# MATERIAL FOR THIS TASK
------------------------------------------------------------------------
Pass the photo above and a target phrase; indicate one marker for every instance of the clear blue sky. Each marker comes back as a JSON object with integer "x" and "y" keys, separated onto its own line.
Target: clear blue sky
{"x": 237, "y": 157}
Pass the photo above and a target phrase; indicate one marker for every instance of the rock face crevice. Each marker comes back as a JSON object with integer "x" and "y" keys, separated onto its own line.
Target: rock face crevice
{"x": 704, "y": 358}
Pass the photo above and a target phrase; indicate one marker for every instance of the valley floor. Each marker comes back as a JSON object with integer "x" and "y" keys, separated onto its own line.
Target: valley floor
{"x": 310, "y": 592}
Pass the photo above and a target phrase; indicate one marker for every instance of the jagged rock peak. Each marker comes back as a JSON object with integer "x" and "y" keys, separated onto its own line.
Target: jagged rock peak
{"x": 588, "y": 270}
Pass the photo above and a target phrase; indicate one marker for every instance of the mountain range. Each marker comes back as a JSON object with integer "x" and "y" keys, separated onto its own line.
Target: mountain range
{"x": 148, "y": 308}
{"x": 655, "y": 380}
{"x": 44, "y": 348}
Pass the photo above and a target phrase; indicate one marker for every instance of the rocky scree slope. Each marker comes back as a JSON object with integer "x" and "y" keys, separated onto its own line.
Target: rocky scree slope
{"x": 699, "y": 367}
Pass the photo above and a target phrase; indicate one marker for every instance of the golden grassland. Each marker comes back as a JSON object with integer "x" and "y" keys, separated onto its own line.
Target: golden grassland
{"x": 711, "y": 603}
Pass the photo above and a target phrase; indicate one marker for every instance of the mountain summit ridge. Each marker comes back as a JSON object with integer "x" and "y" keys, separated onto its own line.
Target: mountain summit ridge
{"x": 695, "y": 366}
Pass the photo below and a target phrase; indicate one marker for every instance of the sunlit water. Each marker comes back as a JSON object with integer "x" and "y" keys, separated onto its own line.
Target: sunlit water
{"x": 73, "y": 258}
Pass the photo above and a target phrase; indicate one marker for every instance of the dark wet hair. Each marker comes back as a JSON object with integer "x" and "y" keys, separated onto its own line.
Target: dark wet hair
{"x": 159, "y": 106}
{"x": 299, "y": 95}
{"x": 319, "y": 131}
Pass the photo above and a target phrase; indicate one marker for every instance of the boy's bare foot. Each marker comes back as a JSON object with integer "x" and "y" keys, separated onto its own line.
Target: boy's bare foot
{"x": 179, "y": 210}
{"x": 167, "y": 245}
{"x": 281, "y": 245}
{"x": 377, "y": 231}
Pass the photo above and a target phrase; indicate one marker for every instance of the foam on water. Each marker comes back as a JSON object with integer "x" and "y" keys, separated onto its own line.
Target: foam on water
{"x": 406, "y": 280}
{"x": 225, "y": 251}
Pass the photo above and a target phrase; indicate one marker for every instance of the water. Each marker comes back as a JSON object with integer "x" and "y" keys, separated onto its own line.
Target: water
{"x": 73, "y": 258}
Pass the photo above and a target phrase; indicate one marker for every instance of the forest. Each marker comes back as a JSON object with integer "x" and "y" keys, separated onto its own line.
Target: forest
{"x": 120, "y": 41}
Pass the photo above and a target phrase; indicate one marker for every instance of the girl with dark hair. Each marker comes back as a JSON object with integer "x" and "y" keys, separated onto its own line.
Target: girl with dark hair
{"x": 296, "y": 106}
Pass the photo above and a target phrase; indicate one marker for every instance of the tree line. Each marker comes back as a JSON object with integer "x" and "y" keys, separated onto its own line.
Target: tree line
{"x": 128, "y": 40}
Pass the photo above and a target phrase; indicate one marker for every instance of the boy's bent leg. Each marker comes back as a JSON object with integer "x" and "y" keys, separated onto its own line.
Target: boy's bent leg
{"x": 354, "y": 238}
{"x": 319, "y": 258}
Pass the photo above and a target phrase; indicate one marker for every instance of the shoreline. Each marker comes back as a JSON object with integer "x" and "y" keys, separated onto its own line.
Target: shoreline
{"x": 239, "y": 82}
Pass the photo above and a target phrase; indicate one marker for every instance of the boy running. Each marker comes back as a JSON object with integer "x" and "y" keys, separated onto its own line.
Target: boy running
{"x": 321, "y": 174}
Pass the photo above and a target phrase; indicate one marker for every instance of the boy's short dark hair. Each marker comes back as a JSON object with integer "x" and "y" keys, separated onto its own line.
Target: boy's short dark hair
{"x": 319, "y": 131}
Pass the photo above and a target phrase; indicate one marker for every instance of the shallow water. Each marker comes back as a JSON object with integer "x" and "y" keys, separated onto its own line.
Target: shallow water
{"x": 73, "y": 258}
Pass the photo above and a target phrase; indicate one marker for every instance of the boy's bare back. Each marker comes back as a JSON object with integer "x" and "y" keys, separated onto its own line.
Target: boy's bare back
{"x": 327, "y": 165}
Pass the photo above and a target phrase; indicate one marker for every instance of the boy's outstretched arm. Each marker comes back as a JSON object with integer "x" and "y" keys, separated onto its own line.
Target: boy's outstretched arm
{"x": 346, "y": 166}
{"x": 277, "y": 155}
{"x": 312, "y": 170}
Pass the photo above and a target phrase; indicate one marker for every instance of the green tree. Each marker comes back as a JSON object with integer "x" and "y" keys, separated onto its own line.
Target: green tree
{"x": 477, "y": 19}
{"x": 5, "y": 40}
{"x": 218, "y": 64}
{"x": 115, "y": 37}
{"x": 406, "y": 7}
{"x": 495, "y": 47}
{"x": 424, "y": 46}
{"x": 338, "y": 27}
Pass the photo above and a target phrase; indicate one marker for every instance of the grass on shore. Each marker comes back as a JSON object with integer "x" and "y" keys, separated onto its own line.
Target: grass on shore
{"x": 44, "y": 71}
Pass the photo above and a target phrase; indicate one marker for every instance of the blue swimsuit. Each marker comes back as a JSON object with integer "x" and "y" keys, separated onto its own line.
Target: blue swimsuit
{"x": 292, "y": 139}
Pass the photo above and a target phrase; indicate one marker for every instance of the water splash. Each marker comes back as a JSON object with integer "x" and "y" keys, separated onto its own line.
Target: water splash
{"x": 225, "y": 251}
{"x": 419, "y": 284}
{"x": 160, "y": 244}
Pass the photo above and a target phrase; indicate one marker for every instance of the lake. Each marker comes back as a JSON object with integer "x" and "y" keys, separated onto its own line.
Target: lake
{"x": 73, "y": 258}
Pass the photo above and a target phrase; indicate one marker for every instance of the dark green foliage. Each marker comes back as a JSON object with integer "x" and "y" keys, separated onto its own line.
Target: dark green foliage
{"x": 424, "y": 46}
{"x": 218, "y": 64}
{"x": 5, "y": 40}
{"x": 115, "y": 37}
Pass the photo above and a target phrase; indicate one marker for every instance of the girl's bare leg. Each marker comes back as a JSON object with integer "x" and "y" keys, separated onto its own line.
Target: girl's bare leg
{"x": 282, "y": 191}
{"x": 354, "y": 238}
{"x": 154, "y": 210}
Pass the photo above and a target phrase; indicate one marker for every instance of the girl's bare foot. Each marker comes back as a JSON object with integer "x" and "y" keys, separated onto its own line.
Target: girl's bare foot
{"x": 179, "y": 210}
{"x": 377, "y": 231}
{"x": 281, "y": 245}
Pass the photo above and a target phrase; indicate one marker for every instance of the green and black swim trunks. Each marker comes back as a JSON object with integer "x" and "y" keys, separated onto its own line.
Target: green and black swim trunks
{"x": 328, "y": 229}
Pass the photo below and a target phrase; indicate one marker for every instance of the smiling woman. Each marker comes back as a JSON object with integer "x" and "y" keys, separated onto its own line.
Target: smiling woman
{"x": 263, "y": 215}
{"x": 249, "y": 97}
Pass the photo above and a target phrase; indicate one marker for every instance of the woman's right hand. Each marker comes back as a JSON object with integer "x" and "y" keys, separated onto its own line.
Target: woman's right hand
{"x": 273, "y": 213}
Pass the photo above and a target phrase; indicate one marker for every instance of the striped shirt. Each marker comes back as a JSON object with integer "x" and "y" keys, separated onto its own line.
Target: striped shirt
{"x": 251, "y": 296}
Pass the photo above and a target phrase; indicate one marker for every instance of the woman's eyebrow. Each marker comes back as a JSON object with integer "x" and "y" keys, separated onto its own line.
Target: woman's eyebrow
------------------------------------------------------------------------
# SET TASK
All lines from the one that contains "of the striped" through the end of the material are to be quoted exactly, with both ends included.

# COMPLETE RESPONSE
Pass the photo above and a target phrase; indicate one marker for every instance of the striped shirt. Each marker comes back as a JSON object with integer "x" and "y" keys, separated onto its own line.
Target: striped shirt
{"x": 251, "y": 296}
Pass the photo above and a target phrase; indicate one marker for every instance of the woman's eyebrow. Each marker comes back as a JSON object with integer "x" and "y" keys, separated onto its own line.
Target: woman's eyebrow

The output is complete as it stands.